* [Exercice 1]: Citez le texte sur Don Bosco en commençant aux mots « Alors qu’il était » et en vous arrêtant après « séminariste mourut... ».
* [Exercice 2]: Traduisez en anglais la phrase suivante du texte sur Don Bosco : « L’art de diriger les âmes des jeunes gens n’est pas chose aisée. »
* [Exercice 3]: Selon le texte sur Don Bosco, à quelle date Luis Comollo est-il mort ?

* [Passage du texte]:
'''

Plus indulgent que sévère, il savait éveiller tout à la fois en nos cœurs le
plus grand abandon à la miséricorde de Dieu, et la crainte salutaire du
Seigneur.”
Don Bosco rencontra parfois des
difficultés avec quelques-uns de ses enfants. Il ne réussissait pas toujours à
ouvrir les cœurs, à cause du “démon muet” qui rendait l’enfant tellement
honteux de sa faute qu’il n’osait pas l’accuser. L’art de diriger les âmes des
jeunes gens n’est pas chose aisée.
Alors qu’il était encore étudiant à
Chieri, Jean Bosco eut l’occasion de rencontrer Luis Comollo, et une amitié
profonde unit les deux jeunes gens. “Tout les rapprochait, leur piété, leur
ardeur pour l’étude, leur amour de la Sainte Vierge, leur zèle pour le bien de
leurs compagnons, leur esprit de sacrifice, et même leurs natures contraires.[1] “
Luis Comollo eut une grande
influence sur Jean Bosco. Malheureusement le 2 avril 1839, le jeune et saint
séminariste mourut...
Une expérience à éviter
Jean Bosco et son ami Comollo
“s’étaient promis que celui qui mourrait le premier viendrait tranquilliser
l’autre sur son salut éternel.”
La nuit qui suivit le décès de
Luis, le bruit d’un lourd chariot tirant son attelage se déchaîna dans le
couloir menant au dortoir où reposaient 20 séminaristes. Tout tremblait dans le
dortoir. Soudain la porte s’ouvrit, le vacarme entra dans le dortoir
accompagnant une lueur vacillante multicolore. Soudain le bruit cessa, la lueur
prit un éclat extraordinaire, et une voix répéta par trois fois: “Bosco, je
suis sauvé!”. Le dortoir était tout illuminé et bientôt le tumulte reprit;
la maison tremblait comme si elle allait s’écrouler. Puis tout s’éloigna dans le
silence de la nuit. Les séminaristes terrorisés ne dormirent plus cette nuit-là,
malgré les efforts de Bosco pour les rassurer en leur disant: “Comollo est
sauvé!”
L’amitié qui avait uni Jean Bosco
et Luis Comollo se prolongea au-delà de la mort. En 1847, une nuit, Maman
Marguerite entendit son fils converser longuement dans sa chambre: “Avec qui
parlais-tu cette nuit?” demanda la vieille maman le lendemain matin.
“Avec Luis Comollo.” répondit Jean, sans livrer les secrets qui l’unissaient
déjà à l’au-delà.

'''

* [Données enregistrées]:
'''

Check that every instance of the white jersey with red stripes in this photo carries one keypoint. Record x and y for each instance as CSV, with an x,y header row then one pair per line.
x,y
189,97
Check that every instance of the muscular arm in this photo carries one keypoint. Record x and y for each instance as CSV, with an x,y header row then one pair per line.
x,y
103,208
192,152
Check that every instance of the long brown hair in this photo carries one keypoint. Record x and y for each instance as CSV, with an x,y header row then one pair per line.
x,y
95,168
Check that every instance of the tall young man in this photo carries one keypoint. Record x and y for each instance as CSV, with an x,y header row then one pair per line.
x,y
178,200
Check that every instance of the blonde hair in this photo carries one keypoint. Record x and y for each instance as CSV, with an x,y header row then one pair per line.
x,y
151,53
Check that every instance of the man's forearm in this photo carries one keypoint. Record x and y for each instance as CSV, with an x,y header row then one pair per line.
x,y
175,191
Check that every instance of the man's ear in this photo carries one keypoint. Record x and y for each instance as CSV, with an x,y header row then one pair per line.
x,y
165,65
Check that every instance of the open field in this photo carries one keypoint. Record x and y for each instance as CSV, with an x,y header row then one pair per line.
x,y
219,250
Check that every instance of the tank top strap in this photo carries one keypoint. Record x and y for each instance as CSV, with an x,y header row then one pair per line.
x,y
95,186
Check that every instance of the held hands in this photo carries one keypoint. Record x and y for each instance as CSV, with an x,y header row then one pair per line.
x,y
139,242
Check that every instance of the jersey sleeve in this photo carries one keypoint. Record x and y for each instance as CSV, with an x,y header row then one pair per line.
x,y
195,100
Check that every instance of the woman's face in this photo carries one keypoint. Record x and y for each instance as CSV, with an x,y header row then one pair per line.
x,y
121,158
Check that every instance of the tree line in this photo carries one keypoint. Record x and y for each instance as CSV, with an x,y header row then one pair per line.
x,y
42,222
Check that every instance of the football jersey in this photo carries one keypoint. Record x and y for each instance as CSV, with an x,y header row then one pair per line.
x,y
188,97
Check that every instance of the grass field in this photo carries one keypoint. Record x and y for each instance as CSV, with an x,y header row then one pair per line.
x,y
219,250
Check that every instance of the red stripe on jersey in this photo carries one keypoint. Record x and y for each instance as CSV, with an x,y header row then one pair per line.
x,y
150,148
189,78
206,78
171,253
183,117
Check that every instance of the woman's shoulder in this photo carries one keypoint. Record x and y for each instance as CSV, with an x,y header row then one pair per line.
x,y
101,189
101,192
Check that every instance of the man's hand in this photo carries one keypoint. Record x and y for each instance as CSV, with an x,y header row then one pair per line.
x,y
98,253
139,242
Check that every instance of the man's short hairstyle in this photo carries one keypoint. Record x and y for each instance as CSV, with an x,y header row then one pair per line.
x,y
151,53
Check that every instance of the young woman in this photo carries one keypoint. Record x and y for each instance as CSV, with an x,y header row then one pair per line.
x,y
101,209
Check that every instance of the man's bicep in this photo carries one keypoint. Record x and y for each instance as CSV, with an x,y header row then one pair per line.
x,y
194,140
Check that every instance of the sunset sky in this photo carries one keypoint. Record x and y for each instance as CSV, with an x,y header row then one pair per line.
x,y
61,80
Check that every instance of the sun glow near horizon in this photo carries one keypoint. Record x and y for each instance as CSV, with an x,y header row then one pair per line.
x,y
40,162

'''

* [Résultat 1]:
Alors qu’il était encore étudiant à
Chieri, Jean Bosco eut l’occasion de rencontrer Luis Comollo, et une amitié
profonde unit les deux jeunes gens. “Tout les rapprochait, leur piété, leur
ardeur pour l’étude, leur amour de la Sainte Vierge, leur zèle pour le bien de
leurs compagnons, leur esprit de sacrifice, et même leurs natures contraires.[1] “
Luis Comollo eut une grande
influence sur Jean Bosco. Malheureusement le 2 avril 1839, le jeune et saint
séminariste mourut...

* [Résultat 2]: The art of guiding the souls of young people is no easy matter.

* [Résultat 3]: Le 2 avril 1839.